Task prompt: Return the full set of entries exactly. Omit none.

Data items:
/---

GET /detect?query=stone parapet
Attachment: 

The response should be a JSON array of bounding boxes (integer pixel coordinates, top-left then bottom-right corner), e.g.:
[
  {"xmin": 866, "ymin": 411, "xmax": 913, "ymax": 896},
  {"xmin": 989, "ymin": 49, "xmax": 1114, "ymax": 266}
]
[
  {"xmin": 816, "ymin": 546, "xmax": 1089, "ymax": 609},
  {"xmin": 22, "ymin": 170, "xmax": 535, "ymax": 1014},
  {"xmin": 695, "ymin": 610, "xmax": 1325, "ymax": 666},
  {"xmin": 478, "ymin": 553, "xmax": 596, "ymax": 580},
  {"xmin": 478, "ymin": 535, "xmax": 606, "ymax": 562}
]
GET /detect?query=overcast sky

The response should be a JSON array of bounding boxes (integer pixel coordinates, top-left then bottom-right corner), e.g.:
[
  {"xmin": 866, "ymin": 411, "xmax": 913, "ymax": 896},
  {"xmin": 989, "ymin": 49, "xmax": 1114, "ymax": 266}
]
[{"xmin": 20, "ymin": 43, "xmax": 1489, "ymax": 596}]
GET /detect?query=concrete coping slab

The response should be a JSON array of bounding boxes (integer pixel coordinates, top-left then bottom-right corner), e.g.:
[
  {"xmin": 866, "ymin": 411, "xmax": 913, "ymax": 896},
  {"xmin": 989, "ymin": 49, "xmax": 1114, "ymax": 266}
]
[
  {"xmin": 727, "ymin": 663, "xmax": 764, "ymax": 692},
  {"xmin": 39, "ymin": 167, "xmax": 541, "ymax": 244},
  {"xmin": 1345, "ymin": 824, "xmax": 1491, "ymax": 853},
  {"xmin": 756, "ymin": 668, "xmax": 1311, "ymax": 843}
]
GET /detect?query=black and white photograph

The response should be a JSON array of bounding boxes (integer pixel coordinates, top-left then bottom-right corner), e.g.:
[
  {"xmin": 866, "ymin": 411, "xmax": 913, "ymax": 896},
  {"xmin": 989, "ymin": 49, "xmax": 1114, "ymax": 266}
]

\---

Result:
GET /detect?query=stone parapet
Attachment: 

The response should be a JSON array of bounding boxes (integer pixel coordinates, top-left then bottom-right corner), e.g.:
[
  {"xmin": 866, "ymin": 411, "xmax": 913, "ymax": 896},
  {"xmin": 989, "ymin": 49, "xmax": 1114, "ymax": 266}
]
[
  {"xmin": 816, "ymin": 546, "xmax": 1089, "ymax": 609},
  {"xmin": 22, "ymin": 170, "xmax": 535, "ymax": 1014},
  {"xmin": 695, "ymin": 610, "xmax": 1325, "ymax": 666},
  {"xmin": 478, "ymin": 553, "xmax": 596, "ymax": 580},
  {"xmin": 478, "ymin": 535, "xmax": 606, "ymax": 562}
]
GET /detect?query=overcast sky

The response should be a JSON array of bounding boxes (integer pixel coordinates, top-left then bottom-right corner), e.g.:
[
  {"xmin": 866, "ymin": 411, "xmax": 913, "ymax": 896},
  {"xmin": 989, "ymin": 49, "xmax": 1114, "ymax": 266}
]
[{"xmin": 20, "ymin": 43, "xmax": 1489, "ymax": 596}]
GET /detect?query=concrete coping slab

The response should be a JSON array of bounding boxes (integer pixel coordinates, top-left then bottom-right corner), e.g.:
[
  {"xmin": 866, "ymin": 411, "xmax": 913, "ymax": 896},
  {"xmin": 989, "ymin": 49, "xmax": 1114, "ymax": 266}
]
[
  {"xmin": 727, "ymin": 663, "xmax": 764, "ymax": 692},
  {"xmin": 39, "ymin": 167, "xmax": 541, "ymax": 244},
  {"xmin": 1345, "ymin": 824, "xmax": 1491, "ymax": 853},
  {"xmin": 756, "ymin": 668, "xmax": 1311, "ymax": 843}
]
GET /detect?query=black and white photograph

The response should be a JSON array of bounding boxes (integer pixel coordinates, top-left then bottom-right corner), e.g.:
[
  {"xmin": 866, "ymin": 411, "xmax": 913, "ymax": 896},
  {"xmin": 989, "ymin": 49, "xmax": 1114, "ymax": 266}
]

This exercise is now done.